Natural language region descriptions:
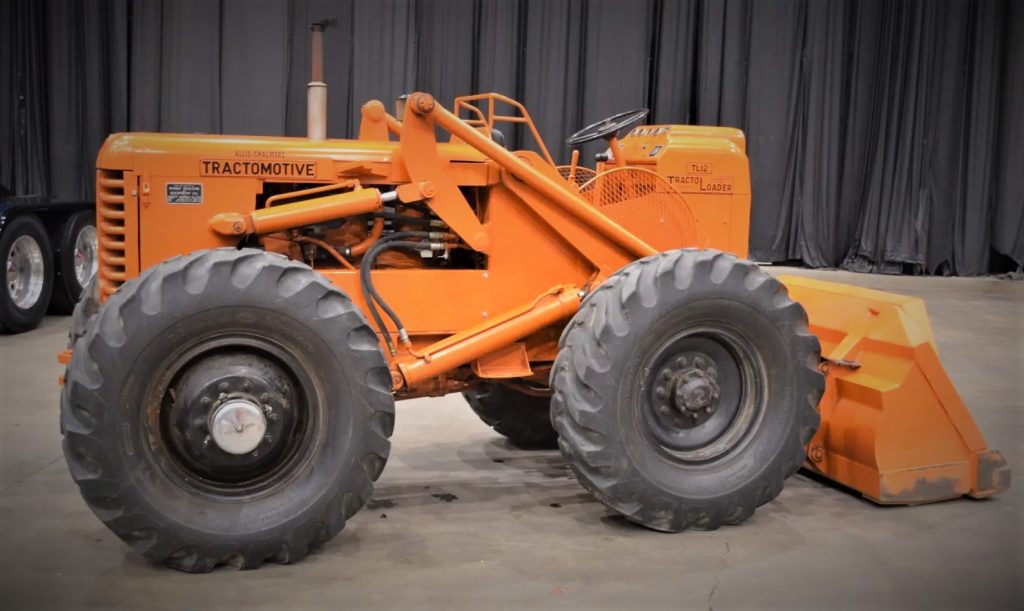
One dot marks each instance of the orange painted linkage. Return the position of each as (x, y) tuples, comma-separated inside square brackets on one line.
[(554, 306), (424, 104), (297, 214)]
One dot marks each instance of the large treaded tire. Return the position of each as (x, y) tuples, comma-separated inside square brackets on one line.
[(128, 484), (595, 380), (523, 420)]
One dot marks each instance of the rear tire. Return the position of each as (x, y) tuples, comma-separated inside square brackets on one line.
[(28, 274), (75, 260), (523, 420), (200, 342), (686, 388)]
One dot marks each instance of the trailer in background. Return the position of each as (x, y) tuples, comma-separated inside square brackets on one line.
[(48, 250)]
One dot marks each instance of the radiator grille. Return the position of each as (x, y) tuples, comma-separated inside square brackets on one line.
[(111, 230)]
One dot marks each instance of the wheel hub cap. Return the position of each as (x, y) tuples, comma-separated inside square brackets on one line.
[(85, 255), (696, 391), (238, 426), (25, 272)]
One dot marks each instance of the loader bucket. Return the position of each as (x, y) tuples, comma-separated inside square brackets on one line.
[(893, 426)]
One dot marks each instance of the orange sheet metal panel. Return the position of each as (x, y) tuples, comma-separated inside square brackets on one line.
[(893, 426)]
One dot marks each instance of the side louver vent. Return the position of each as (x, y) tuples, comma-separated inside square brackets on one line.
[(111, 230)]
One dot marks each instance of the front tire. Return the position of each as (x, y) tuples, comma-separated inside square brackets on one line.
[(686, 388), (226, 407)]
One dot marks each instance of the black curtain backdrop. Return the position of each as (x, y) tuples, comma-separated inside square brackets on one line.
[(884, 135)]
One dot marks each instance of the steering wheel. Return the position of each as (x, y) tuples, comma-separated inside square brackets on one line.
[(606, 128)]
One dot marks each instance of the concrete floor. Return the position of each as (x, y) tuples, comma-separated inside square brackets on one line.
[(519, 532)]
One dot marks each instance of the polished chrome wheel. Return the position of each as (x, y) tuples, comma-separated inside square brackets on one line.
[(85, 255), (26, 272)]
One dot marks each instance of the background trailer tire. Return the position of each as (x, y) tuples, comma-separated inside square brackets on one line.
[(228, 406), (75, 259), (523, 420), (685, 390), (25, 253)]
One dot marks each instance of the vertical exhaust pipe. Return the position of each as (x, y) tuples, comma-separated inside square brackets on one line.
[(316, 89)]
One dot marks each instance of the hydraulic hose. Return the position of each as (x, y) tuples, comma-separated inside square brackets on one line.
[(371, 295)]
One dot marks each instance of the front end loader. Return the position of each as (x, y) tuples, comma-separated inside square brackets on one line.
[(261, 302)]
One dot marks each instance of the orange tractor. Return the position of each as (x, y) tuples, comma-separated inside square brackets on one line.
[(261, 302)]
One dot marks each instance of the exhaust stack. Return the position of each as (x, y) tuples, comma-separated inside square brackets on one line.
[(316, 89)]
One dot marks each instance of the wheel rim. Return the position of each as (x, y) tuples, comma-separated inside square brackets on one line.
[(701, 393), (26, 272), (85, 255), (232, 418)]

Task instructions :: Retype every record above word for word, leaving out any pictures.

Result ::
One dot marks each instance of the orange painted linkage. Return the position of each as (x, y) tuples, comma-separated inside square brackets on one line.
[(554, 306), (424, 104), (297, 214)]
One dot marks each instance of the large treaded tire. Return the position of each as (x, y) tuples, comma-separated inside square brackets on one line.
[(128, 484), (595, 380), (523, 420)]
One dot marks each instance of the rear tire. Return the position of each as (x, y) tuples, comma-separated inside square brackets on one line.
[(28, 274), (75, 260), (523, 420), (200, 342), (686, 388)]
One dot marks each instance of the trailer in background. Return the position of each as (x, y) tuples, comma-separated inside square brackets on one line.
[(48, 250)]
One dot marks each instance of the radiator grille. Return the position of each as (x, y) tuples, comma-separated inside square brackets on one line.
[(111, 230)]
One dot marks each instance of the wheel hub cap. Return the position of each as (x, y) tuples, comma-separated inside square brackets on one line.
[(85, 255), (696, 391), (238, 426), (25, 272)]
One dot marks each instance of the loader bucket. Return the position of each as (x, y) tuples, comma-separated inside square brackets on one line.
[(893, 426)]
One dot marks each instance of the orange sheet metal panel. Return the position of each as (x, y) tuples, comma-separated inside square brackets on one line.
[(893, 426)]
One dot marks each instance of the side louver vent. Return the position of each as (x, y) tuples, comma-separated inside square brackets on one line.
[(111, 230)]
One dot marks each instance of the front tire. Return the position of each as (x, y) tuples, comma-separated inside square brackets on one line.
[(686, 388), (226, 407)]
One dot marks each instance of the black curtain backdrop. Return the position of each as (x, y) tuples, comma-separated inside square brackets on one line.
[(884, 135)]
One dot marks each instance of the steering wheel. Return the position of each as (x, y) tuples, comma-separated inside square brackets on one line.
[(606, 128)]
One dot marks each instance of the concrete floor. Return the position of each as (x, y) tuples, comma-separated inside square brackets on one line.
[(519, 532)]
One dot marks each instance of the polished chrome wheel. Return the position of each as (x, y) tuples, comma-separated inside square brackets on one line.
[(85, 255), (26, 272)]
One dot marks each instance of the background trailer tire. Return the position of each as (x, y) tuples, comma-separated inside square brackets on one line.
[(228, 406), (75, 259), (523, 420), (685, 390), (25, 253)]
One dot marks each instance of the vertical exhaust pipe. Return the position of each as (x, y) tuples, comma-separated inside square brackets on one line.
[(316, 89)]
One dot marks each instance of the hydraulic hose. Return the position of each as (x, y) tuples, comma-separated inside square brackets on one line.
[(371, 295)]
One dot marks each instance of the front end loader. Return the position of each as (x, y) tuples, comma-separated inside square brackets on one line.
[(261, 302)]
One dot marks each instance of the orange tractor. Return the position of each as (x, y) tuples, comma-separated inside square brackets on one line.
[(261, 302)]
One dot marks each instance of the exhaust stack. Return the position of each as (x, y) tuples, comma-separated inside square brackets on one line.
[(316, 89)]
One dot marks each instance of the wheel rim. Return the position of each as (x, y) tuples, comma-separated inside square brackets on one line.
[(701, 393), (26, 272), (85, 255), (232, 418)]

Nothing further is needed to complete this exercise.